▶ Task instructions:
1. In the newsletter summary, which dates does the reporting week cover?
2. Using the newsletter summary, explain why the High Court quashed the assessment order and what it warned.
3. From the newsletter summary, reproduce the part that opens with the words containing "(a) High Court" and closes with "to under-construction plant.".

▶ Passage given:
_ _ _ _

This weekly newsletter analytically summarizes the key stories reported at taxmann.com during the previous week from 11th to 17th October 2021, namely:

(a) High Court quashes assessment order passed by the AO without application of mind; warns for recovery of cost from him if such order continues;

(b) CBDT exempts certain non-residents from the furnishing of ITR;

(c) CBIC exempts import of Crude Soya-bean oil, Crude Palm oil, etc. from customs duty and AIDC;

(d) Respondents who booked units with an assured return plan in a mall would fall within the purview of financial creditors: NCLAT;

(e) Financial creditor to get the benefit of exclusion of time spent in recovery proceeding before DRT: NCLT;

(f) High Court held that pre-deposit for filing an appeal under GST to be paid through cash ledger and not from credit ledger; and

(g) Treatment of depreciation, amortization, and project insurance expense relating to under-construction plant.

_ _ _ _

▶ Given records:
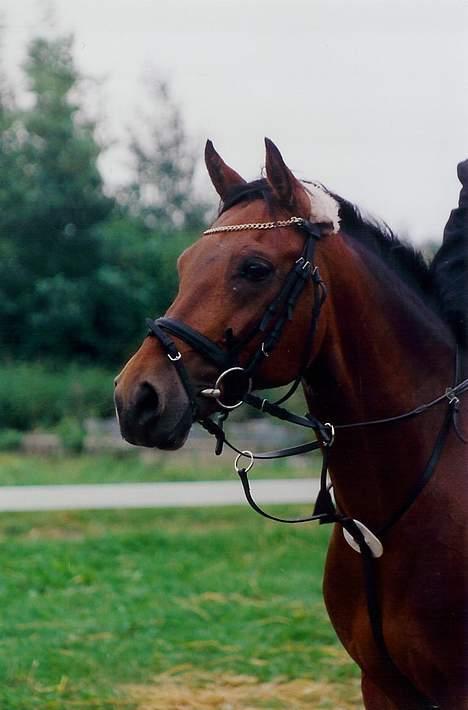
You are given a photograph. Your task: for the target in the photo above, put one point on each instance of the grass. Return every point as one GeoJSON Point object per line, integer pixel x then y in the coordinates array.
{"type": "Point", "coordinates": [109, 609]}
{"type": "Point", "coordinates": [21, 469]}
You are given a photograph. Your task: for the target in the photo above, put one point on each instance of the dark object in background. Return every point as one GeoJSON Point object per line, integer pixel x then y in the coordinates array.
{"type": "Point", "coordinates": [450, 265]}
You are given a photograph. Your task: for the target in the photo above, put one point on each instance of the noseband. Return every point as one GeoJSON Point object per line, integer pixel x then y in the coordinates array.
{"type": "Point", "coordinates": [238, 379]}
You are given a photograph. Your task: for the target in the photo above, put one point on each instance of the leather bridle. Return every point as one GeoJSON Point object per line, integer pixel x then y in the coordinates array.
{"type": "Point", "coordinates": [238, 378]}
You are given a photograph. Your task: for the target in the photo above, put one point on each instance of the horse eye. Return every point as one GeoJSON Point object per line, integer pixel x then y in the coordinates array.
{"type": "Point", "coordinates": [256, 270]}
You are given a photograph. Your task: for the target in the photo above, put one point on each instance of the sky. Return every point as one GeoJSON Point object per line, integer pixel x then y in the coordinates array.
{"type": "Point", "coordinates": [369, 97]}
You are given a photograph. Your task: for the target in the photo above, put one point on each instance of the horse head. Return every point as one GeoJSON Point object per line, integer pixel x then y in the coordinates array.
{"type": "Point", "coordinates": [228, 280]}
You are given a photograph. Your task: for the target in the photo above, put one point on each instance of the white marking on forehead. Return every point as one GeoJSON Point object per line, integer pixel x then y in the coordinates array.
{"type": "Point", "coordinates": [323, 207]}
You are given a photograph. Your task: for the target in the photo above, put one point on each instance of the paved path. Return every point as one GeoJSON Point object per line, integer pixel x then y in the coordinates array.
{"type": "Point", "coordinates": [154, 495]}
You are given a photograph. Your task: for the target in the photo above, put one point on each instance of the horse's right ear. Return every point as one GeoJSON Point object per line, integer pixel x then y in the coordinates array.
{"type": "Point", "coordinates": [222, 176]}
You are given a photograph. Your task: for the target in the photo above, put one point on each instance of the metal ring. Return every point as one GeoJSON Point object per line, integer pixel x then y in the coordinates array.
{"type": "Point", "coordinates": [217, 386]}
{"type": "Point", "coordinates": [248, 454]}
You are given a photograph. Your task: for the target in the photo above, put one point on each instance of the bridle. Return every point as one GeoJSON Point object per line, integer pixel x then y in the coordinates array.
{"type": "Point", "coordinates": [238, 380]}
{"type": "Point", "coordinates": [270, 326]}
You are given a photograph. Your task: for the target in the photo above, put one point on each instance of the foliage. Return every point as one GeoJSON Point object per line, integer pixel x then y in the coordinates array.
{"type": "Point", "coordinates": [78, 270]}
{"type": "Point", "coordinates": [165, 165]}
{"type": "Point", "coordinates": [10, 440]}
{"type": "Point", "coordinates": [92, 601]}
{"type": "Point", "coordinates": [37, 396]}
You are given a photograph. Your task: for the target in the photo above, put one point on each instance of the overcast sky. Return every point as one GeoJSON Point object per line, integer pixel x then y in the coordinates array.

_ _ _ _

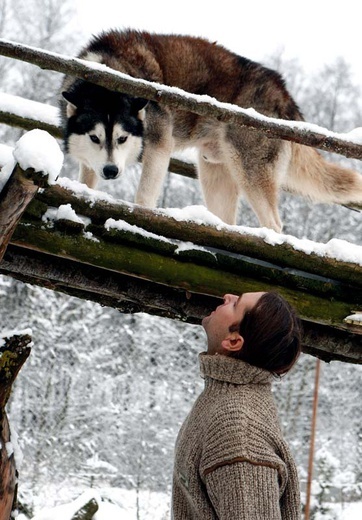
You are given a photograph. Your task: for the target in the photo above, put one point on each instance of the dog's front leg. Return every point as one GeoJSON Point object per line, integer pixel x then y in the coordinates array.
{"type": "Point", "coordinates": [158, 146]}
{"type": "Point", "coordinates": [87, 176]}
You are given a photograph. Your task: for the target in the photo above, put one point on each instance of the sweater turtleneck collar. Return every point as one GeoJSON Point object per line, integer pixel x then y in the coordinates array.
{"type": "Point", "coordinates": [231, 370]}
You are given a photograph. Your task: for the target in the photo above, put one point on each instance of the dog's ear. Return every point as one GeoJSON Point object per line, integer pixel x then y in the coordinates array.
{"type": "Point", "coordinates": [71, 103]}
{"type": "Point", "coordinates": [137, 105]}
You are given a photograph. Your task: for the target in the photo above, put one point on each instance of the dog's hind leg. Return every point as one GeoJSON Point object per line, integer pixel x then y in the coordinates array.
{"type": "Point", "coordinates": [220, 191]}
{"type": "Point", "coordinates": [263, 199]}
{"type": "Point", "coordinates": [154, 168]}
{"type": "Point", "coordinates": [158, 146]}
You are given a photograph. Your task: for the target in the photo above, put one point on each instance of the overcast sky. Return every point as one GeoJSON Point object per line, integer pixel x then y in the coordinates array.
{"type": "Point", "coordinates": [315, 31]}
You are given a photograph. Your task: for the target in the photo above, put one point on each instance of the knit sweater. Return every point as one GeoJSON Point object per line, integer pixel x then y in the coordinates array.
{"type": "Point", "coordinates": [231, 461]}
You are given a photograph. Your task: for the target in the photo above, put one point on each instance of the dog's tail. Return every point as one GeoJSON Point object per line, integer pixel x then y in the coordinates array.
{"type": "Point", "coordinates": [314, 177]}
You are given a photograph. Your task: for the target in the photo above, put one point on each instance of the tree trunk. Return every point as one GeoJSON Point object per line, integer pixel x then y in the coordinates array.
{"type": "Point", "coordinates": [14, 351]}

_ _ _ _

▶ Responses:
1. It covers 11th to 17th October 2021.

2. The High Court quashed the assessment order because the AO passed it without application of mind. It warned that the cost would be recovered from him if such orders continue.

3.
(a) High Court quashes assessment order passed by the AO without application of mind; warns for recovery of cost from him if such order continues;

(b) CBDT exempts certain non-residents from the furnishing of ITR;

(c) CBIC exempts import of Crude Soya-bean oil, Crude Palm oil, etc. from customs duty and AIDC;

(d) Respondents who booked units with an assured return plan in a mall would fall within the purview of financial creditors: NCLAT;

(e) Financial creditor to get the benefit of exclusion of time spent in recovery proceeding before DRT: NCLT;

(f) High Court held that pre-deposit for filing an appeal under GST to be paid through cash ledger and not from credit ledger; and

(g) Treatment of depreciation, amortization, and project insurance expense relating to under-construction plant.